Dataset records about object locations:
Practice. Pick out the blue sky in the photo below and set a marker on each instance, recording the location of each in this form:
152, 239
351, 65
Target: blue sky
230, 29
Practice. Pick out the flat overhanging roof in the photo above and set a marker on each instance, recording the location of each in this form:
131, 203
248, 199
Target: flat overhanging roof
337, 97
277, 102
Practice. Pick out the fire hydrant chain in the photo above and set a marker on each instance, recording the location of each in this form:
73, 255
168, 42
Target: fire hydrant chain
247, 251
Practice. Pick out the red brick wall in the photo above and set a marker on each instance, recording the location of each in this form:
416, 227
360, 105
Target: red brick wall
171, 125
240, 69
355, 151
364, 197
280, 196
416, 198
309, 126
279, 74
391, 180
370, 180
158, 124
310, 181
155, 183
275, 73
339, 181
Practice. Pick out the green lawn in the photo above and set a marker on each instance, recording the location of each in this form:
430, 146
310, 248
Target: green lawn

==

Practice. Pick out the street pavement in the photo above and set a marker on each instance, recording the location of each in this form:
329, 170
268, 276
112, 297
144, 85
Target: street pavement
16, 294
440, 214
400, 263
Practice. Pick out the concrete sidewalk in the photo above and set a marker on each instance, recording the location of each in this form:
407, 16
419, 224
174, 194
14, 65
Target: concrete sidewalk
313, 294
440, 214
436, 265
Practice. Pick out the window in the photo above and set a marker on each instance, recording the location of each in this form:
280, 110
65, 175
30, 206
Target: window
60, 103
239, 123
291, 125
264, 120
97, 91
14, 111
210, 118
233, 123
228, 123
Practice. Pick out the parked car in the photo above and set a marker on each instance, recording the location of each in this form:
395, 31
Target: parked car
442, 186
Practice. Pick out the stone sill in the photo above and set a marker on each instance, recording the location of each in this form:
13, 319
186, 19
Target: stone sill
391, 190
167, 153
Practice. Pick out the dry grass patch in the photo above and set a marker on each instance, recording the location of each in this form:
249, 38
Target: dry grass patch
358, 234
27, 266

> _DESCRIPTION OF THE TASK_: Copy out the rows above word for word, beginning with the line containing "Practice. Pick out the blue" and ending with the line containing "Target: green lawn", both included.

> _FINAL ANSWER_:
Practice. Pick out the blue sky in the photo below and set a marker on each instance, recording the location of each in this form:
152, 239
351, 65
Target: blue sky
230, 29
Practice. Pick out the flat overhanging roof in the photo above and set a marker on each instance, recording the location of each in this form:
131, 203
248, 199
Target: flat overhanging roof
337, 97
277, 102
Practice. Pick out the fire hydrant chain in the photo above and set a marker on each instance, recording the location of each in this form:
73, 255
168, 42
Target: fire hydrant chain
247, 251
Practice. Pick out the red brick wall in the photo above and set a marker on each instance, recording the location of each in this form:
416, 227
360, 105
Target: red brick wall
171, 125
240, 69
355, 151
364, 197
280, 196
416, 198
309, 126
279, 74
391, 180
370, 180
158, 124
310, 181
155, 183
275, 73
339, 181
Practice. Pick out the green lawn in the photo above and set a marker on each instance, recording the location of each in this form:
430, 146
310, 248
Target: green lawn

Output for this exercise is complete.